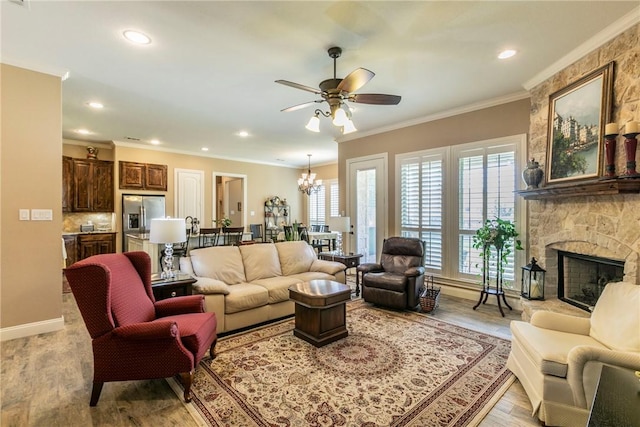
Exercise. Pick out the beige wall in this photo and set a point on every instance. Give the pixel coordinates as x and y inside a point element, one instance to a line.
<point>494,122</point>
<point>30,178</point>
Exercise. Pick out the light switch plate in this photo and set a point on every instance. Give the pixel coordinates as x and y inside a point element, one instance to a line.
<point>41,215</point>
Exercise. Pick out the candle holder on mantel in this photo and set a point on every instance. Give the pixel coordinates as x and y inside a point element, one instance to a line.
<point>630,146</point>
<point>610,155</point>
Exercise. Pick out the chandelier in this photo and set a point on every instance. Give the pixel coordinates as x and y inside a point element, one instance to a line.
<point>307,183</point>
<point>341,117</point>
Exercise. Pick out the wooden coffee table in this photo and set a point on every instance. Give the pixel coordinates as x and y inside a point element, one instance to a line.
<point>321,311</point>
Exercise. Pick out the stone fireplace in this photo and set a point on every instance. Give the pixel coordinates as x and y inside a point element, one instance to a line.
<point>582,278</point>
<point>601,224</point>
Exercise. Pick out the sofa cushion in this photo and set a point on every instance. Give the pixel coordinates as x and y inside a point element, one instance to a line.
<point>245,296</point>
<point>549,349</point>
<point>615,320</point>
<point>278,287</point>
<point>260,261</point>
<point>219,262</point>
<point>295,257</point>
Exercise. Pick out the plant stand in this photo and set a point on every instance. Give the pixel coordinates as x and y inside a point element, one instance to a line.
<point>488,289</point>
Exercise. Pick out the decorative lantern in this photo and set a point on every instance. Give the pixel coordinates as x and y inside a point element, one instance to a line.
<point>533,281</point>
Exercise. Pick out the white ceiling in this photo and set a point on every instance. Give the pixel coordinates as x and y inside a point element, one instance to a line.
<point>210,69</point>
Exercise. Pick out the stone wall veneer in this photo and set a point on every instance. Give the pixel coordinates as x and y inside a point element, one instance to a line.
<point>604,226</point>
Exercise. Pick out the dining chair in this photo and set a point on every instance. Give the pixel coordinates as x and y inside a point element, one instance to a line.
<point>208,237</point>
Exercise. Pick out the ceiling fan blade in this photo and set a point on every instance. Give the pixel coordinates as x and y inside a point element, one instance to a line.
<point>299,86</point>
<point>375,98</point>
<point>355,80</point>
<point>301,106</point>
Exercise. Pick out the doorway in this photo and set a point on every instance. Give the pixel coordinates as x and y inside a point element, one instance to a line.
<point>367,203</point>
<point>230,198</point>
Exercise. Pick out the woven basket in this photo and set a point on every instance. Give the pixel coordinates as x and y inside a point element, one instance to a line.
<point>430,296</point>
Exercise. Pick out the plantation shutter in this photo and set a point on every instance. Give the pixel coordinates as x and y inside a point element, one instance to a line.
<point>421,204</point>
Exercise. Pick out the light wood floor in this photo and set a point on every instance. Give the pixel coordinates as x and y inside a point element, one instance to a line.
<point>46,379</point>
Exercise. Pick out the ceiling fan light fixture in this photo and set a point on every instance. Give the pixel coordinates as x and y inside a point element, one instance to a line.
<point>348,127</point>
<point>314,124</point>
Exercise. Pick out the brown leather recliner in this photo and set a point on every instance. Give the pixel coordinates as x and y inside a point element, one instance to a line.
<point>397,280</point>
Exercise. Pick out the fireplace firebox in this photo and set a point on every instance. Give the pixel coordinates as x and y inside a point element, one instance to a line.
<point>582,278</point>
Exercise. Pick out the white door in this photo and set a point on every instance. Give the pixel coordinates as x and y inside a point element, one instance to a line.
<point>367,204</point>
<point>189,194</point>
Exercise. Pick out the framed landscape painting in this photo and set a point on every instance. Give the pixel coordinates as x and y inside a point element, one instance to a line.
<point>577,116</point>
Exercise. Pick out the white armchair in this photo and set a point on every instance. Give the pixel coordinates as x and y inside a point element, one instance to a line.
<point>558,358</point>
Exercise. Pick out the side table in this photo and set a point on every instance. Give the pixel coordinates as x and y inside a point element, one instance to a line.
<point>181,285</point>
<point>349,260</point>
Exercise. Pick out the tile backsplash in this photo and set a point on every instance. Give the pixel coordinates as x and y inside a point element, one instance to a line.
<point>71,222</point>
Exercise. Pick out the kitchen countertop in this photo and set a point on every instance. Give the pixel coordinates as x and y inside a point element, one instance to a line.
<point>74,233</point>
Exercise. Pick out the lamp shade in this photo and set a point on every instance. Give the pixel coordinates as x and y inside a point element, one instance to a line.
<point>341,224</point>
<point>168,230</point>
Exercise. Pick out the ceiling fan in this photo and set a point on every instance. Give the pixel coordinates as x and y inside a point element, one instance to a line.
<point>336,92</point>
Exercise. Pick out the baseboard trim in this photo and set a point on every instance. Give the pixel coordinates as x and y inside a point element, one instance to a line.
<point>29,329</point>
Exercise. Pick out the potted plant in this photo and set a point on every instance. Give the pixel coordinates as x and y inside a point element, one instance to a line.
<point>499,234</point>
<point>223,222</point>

> [ABOUT THIS EXERCISE] Everything in the entries above except the pictures should be given again exactly.

> [EXPECTED ANSWER]
Exercise. Pick out the beige wall in this photo and set a point on every instance. Give the pixel coordinates as x and y inside a point element, one instance to a line.
<point>494,122</point>
<point>30,178</point>
Exercise. Pick out the light switch plate in this photo and set a point on every instance. Give the pixel coordinates as x and y inside a point element, one instance to a line.
<point>41,215</point>
Exercise. Pick out the candle holder on mantel in this photo and set a point on every instance. Give the pixel coordinates as x and y inside a point element, one instance to a line.
<point>630,146</point>
<point>610,155</point>
Exercise. Pick out the chandelier in this photo and set a point on every instance. Give the pixel coordinates as x and y inside a point element, one instance to a line.
<point>307,183</point>
<point>341,117</point>
Exercise. Pick out the wooden coffee table in this photo and set a point on every instance. Give the pixel coordinates as x and y inside a point element, one instance to a line.
<point>321,311</point>
Exercise. Pick out the stone fireplace in this photo and set a point on every instance. Give the pixel coordinates as x and y inside a point element, one instance to a line.
<point>582,278</point>
<point>601,224</point>
Exercise. Pick out the sofa cushion in this photo and set a point on every instance. Give the pixel coordinates as x and y inside a point element, one instance to a line.
<point>245,296</point>
<point>549,349</point>
<point>615,320</point>
<point>278,287</point>
<point>260,261</point>
<point>219,262</point>
<point>295,257</point>
Exercise. Pick out the plant stand in this photo and set a point on every instance. Give the pixel coordinates as x and y inside a point element, one instance to a line.
<point>488,289</point>
Exercise. Pick out the decorative lantern in this photo and set a point on every instance. Give the pixel coordinates as x and y inside a point element, one instance to a line.
<point>533,281</point>
Exercise. Pick out the white ceiling in this photo and set a point on every instance. Give the pixel coordinates as x and y inside a point element, one instance to a line.
<point>210,69</point>
Exercise. Pick out the stone wall veneer in this photo and set a point on every instance. Give the pixel coordinates as x and y inside a point element, one instance to a line.
<point>604,226</point>
Exercise. Pick out the dining chair in this photo and set a point on every instance. Give the pixel coordinates as x and y inside a point element, one instance to a line.
<point>208,237</point>
Exercise. Pick out the ceiling fan blade in this photo and set a point on every instance. Give the pixel coordinates as x and y inside a point element, one instance to a line.
<point>299,86</point>
<point>375,98</point>
<point>355,80</point>
<point>301,106</point>
Exercise. Pick out the doorway in this photo and set a point on every instance. Give the pixel coordinates as x and y inside a point element, one instance to a line.
<point>367,203</point>
<point>230,198</point>
Exercise. Pick out the woven basket in this photo and set a point on every instance. Give the pixel coordinates as x and y inside a point element, one instance to a line.
<point>430,296</point>
Exercise. Pick out the plantation shutter in this photo and set a point on every instance. Give the pixel coordinates as x and y inside a point element, one instance to a line.
<point>421,204</point>
Exercise. Pick out the light wood floor in this photo and set a point on every instance. Give the pixel coordinates as x and y inside a point element, one instance to a line.
<point>46,379</point>
Exercise. Pick out the ceiling fan light fixture in this photo and set a point on every instance. Give the pixel coordinates as x and y inside a point element, one instance to a line.
<point>348,127</point>
<point>314,124</point>
Exercise. Pick out the brown leather recliner in this photo and set a point on every instance. Give the pixel coordinates as x and y inside a point element, one instance to a line.
<point>397,280</point>
Exercise. Pick out the fireplace firebox in this photo and set a point on every instance. Give the pixel coordinates as x and y inside a point element, one instance to a line.
<point>582,278</point>
Exercise. Pick out the white door in this photo and set a point on every instance. Give the pixel coordinates as x and y inside a point element, one instance to a line.
<point>367,204</point>
<point>189,194</point>
Exercise. Pick out the framed landscape painting in this photo and set a point on every instance. Give the pixel coordinates as x and y inside a point element, one instance to a line.
<point>577,116</point>
Exercise. Pick out the white armchair in this photo and set a point on every instance. Give the pixel coordinates as x and y inside a point element, one instance to a line.
<point>558,358</point>
Exercise. Pick out the side table in this photo and set a point on every instance. Give the pixel coordinates as x and y inside a point element, one instance to a line.
<point>181,285</point>
<point>349,260</point>
Exercise. Pick out the tile backsplash in this photo and set a point on every instance. Give the pixel coordinates as x and y inside a point element, one instance to a line.
<point>71,222</point>
Exercise. Pick out the kitchen countertop in this photo and set a point on every instance. Give the pixel coordinates as x and y inside a point element, one instance to a line.
<point>74,233</point>
Exercise. Pick out the lamp shade in this photo and set a point on every instance. Give the pixel coordinates as x and y inside a point element, one instance to a line.
<point>341,224</point>
<point>168,230</point>
Exercise. Pick out the ceiling fan in this photo and set a point on every instance. Give the pixel coordinates as x and y inside a point element, one instance to a line.
<point>336,92</point>
Exercise. Pick out the baseboard trim in this photo and set a point on every instance. Give the pixel coordinates as x and y inside a point element, one instance to a line.
<point>29,329</point>
Exercise. Pick out the potted plant in this photo and set a point on every instance. Give the pixel coordinates as x and y inside a point element, one instance to a line.
<point>499,234</point>
<point>223,222</point>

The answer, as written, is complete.